What this task involves: Every line of the entries below that carries the string "bottle" should be copied.

Natural language region descriptions:
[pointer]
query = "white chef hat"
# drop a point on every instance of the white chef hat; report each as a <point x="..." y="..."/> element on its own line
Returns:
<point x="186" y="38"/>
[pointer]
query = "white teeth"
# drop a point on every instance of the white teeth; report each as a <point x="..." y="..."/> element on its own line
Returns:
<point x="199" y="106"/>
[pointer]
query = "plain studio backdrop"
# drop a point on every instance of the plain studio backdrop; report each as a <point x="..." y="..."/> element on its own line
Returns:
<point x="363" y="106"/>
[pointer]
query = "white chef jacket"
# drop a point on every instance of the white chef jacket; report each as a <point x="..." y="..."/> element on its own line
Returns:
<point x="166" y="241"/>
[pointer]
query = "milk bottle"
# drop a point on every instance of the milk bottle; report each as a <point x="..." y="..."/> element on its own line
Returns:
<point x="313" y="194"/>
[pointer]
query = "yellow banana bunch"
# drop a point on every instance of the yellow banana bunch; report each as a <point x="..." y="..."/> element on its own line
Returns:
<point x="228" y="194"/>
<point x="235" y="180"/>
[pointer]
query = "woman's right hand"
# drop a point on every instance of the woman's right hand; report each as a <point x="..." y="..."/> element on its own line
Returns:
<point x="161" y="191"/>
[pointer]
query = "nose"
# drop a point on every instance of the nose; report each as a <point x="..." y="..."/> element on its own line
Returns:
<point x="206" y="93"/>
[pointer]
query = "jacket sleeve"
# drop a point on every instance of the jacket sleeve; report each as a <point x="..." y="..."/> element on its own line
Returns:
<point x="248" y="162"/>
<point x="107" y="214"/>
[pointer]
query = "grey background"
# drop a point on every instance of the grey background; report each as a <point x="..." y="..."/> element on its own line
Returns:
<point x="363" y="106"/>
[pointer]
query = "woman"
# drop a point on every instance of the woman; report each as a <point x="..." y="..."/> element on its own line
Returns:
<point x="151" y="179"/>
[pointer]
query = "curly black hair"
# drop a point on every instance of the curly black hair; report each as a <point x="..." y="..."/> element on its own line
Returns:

Your response:
query = "milk bottle"
# drop a point on every instance of the milk bottle; report each as a <point x="..." y="..."/> element on its own line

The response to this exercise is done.